Task brief:
Reproduce the material below word for word, from start to finish, and leave out the pictures.

==== Rows ====

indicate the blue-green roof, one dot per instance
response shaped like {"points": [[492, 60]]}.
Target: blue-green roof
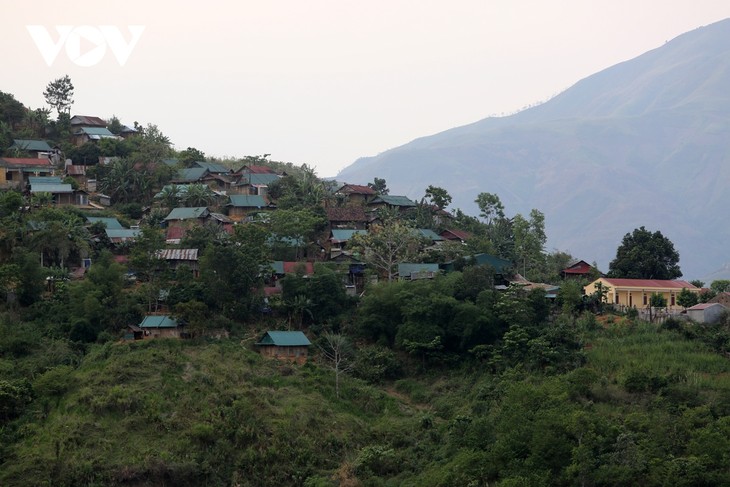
{"points": [[212, 167], [122, 233], [44, 179], [258, 179], [111, 223], [284, 339], [158, 322], [96, 131], [343, 235], [34, 145], [406, 269], [51, 188], [188, 213], [393, 200], [191, 174], [499, 265], [430, 234], [247, 201]]}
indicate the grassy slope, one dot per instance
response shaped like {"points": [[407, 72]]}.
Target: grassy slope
{"points": [[180, 413]]}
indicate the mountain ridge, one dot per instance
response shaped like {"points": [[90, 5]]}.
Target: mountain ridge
{"points": [[643, 142]]}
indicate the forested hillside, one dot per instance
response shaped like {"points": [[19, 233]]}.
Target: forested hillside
{"points": [[639, 142], [446, 349]]}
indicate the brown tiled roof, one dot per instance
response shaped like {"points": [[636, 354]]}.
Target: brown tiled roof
{"points": [[86, 120], [455, 234], [648, 283], [76, 170], [256, 170], [356, 189], [13, 162], [347, 214]]}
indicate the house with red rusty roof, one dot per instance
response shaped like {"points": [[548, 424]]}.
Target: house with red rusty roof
{"points": [[15, 171], [637, 292], [577, 269], [356, 194]]}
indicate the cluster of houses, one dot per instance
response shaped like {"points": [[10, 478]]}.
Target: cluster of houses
{"points": [[242, 195]]}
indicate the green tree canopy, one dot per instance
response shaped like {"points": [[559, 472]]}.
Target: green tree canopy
{"points": [[59, 94], [645, 255]]}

====

Solution to the exercise:
indicate the blue-green roof, one dot per instance
response shaped like {"points": [[492, 60]]}.
Target: blue-green roof
{"points": [[212, 167], [122, 233], [44, 179], [258, 179], [111, 223], [284, 339], [158, 322], [96, 131], [343, 235], [34, 145], [406, 269], [51, 188], [188, 213], [393, 200], [191, 174], [499, 265], [430, 234], [247, 201]]}
indicate the grassy slope, one dot per instance
response shaped like {"points": [[407, 72]]}.
Target: grassy slope
{"points": [[180, 413]]}
indicate the mountain ridge, one dot per instance
response shaped like {"points": [[90, 5]]}.
Target: mountain ridge
{"points": [[643, 142]]}
indicate the forested hillside, one dot per instance
response shaped like {"points": [[19, 233]]}.
Target: forested hillside
{"points": [[639, 142], [446, 349]]}
indicate the brown tiled roof, one dot per instance
response shaped like {"points": [[636, 354]]}.
Target: brown tiled roof
{"points": [[86, 120], [455, 234], [648, 283], [76, 170], [256, 170], [356, 189], [13, 162], [347, 214]]}
indicate the house with red rusty roof, one dot per instance
response shaped like {"points": [[548, 424]]}.
Target: house with red rusty roof
{"points": [[15, 171], [637, 292], [577, 269], [356, 194]]}
indicate the cluster of houses, one dot per instance
response shaped like {"points": [[10, 478]]}.
Target: cluster of houses
{"points": [[242, 195]]}
indicate the green tree canopy, one dot per instance
response shaped like {"points": [[559, 472]]}.
Target: green tree canopy
{"points": [[59, 94], [645, 255]]}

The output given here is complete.